Modern materials

What is a modern material?

Traditional materials are those that have been in use for centuries, such as paper, wood, stone and metals. We have also developed modern materials, which can be used alongside them.

A modern material is a material that has been engineered to have improved properties.

Concrete, aluminium and steel are all commonly used modern materials, but more recent additions include materials that have changed the way we manufacture and use products.

Graphene is a single carbon layer material, which is hypothetically 100 times stronger than steel. It is hypothetical because we are yet to manufacture it in large enough quantities to prove this. In theory, it could provide body armour that is bulletproof, invisible and almost weightless.
If the whole of Wembley Stadium was covered in a layer of graphene, it would be almost invisible and be unbreakable, yet it could all be lifted it with one finger.

Titanium is a modern metal and is used in sporting and medical applications, such as replacement hip joints and high-performance bicycles. It is an excellent material for these purposes as it has a high strength-to-weight ratio and is resistant to corrosion.

Metal foams are a strong but lightweight modern material produced by injecting a gas or foaming agent into molten metal. Typically, only 5-25 per cent of the foam is the metal, and this allows the material to retain much of its strength but without the density or weight of a solid metal. Metal foams are often used in vehicles such as planes and cars as they absorb shock effectively if the vehicle crashes.

Liquid crystal displays (LCDs) use the light-modulating properties of liquid crystals to display an image. The liquid crystals are between a liquid and solid state. When charge is applied to each liquid crystal, the shape changes to either block light or let light through. This ensures text or images display on the LCD.
LCDs require a backlight to work and many modern devices now use organic light-emitting diodes (OLEDs) instead, which allows devices to be thinner and lighter. OLEDs are more expensive as each pixel is its own light, but they allow for thinner panels and better colour and contrast.

Nanomaterials are tiny particles of 1 to 100 nanometres (nm) that can be used in thin films or coatings such as the oleophobic coatings on smartphone screens that repel greasy fingerprints, or hydrophobic materials that repel water.

* [What the task asks]: Please state what share of a metal foam is typically metal, according to the text on modern materials.

* [Dataset]:
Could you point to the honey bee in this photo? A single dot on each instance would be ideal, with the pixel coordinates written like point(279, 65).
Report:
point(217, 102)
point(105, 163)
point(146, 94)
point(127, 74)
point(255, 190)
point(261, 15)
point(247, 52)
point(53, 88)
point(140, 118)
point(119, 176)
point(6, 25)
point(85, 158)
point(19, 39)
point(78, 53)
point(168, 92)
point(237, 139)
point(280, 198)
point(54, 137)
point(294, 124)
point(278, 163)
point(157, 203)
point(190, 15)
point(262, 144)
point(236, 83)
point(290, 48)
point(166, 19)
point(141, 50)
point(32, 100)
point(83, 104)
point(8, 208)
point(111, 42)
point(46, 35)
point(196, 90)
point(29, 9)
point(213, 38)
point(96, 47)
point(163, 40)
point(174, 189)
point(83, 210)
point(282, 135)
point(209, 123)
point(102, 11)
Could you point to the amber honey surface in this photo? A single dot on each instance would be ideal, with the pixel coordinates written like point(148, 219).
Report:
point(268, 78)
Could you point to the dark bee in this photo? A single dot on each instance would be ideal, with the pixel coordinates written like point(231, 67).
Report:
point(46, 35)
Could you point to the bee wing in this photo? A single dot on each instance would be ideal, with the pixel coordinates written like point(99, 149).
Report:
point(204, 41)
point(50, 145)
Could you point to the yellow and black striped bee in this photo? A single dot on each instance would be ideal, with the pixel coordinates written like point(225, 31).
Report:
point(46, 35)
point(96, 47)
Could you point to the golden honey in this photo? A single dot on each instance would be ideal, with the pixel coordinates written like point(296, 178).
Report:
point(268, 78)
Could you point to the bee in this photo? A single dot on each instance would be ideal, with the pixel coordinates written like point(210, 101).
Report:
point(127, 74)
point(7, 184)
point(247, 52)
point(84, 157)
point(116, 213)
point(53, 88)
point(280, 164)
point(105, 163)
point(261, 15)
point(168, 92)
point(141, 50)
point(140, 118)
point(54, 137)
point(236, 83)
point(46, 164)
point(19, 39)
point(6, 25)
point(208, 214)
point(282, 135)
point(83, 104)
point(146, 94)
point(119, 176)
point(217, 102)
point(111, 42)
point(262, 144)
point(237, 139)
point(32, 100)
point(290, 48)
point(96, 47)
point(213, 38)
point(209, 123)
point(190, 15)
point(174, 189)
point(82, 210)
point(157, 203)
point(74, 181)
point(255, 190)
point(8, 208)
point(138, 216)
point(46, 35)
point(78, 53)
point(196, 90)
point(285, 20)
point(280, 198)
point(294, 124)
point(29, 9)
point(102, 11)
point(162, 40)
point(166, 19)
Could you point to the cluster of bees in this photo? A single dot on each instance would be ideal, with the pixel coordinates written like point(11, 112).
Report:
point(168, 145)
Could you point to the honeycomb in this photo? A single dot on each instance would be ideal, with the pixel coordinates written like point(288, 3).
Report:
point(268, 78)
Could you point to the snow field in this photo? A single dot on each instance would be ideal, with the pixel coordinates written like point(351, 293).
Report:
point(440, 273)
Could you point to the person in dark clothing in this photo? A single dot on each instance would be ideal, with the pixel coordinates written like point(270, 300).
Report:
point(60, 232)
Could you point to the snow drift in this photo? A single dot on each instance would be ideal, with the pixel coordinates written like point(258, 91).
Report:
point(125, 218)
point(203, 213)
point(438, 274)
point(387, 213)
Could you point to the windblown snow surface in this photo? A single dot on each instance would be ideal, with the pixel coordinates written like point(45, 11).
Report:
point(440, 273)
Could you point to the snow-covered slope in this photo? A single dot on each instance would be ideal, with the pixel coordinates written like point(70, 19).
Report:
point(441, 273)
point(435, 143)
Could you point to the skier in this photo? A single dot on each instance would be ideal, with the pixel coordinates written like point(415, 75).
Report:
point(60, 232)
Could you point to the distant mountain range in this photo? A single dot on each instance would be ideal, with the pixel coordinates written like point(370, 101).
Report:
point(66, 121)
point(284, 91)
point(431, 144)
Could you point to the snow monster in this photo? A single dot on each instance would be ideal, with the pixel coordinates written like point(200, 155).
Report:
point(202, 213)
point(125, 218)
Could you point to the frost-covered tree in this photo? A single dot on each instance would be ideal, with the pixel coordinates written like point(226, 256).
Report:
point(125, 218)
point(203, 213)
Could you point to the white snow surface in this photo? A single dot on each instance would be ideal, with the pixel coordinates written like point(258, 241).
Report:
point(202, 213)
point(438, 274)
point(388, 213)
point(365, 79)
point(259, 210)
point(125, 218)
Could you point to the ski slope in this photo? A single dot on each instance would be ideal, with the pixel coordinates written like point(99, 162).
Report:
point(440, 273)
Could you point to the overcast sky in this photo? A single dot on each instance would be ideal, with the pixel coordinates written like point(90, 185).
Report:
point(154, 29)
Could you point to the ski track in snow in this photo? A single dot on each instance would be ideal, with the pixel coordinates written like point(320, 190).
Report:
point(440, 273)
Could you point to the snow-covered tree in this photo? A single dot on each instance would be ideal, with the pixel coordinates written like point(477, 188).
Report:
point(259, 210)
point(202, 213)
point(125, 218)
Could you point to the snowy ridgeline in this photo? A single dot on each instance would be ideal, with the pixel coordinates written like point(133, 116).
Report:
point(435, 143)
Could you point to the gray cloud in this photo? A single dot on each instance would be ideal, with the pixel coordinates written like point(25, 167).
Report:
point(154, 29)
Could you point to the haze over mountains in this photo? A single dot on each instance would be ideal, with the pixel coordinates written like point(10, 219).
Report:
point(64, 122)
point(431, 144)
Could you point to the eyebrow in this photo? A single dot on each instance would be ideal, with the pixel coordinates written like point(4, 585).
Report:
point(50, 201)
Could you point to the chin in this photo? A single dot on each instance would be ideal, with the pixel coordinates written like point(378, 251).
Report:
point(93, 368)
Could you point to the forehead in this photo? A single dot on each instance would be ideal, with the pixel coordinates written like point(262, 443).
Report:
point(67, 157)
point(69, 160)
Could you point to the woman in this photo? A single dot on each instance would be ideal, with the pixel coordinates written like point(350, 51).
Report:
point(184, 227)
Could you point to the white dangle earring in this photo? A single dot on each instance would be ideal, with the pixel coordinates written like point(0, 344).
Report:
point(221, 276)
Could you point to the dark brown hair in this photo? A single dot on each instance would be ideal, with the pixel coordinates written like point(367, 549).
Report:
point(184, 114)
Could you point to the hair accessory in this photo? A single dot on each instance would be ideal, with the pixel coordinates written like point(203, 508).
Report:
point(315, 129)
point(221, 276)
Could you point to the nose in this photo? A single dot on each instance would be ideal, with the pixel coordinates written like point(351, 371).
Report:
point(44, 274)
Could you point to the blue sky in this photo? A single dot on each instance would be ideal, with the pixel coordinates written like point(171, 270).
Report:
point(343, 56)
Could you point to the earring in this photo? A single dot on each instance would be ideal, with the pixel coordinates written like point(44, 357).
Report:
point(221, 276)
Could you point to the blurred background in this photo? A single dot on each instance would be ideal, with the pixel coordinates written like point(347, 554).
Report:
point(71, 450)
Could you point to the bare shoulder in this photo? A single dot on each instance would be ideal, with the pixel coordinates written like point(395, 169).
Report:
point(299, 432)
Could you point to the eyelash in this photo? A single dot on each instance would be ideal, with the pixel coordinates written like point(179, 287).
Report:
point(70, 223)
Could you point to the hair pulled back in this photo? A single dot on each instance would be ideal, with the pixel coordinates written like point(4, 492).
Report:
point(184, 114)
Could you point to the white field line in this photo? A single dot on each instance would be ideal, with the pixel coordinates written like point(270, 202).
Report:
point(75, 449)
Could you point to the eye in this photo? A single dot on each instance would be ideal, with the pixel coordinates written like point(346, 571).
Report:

* [Response to this task]: Typically only 5-25 percent of the foam is metal.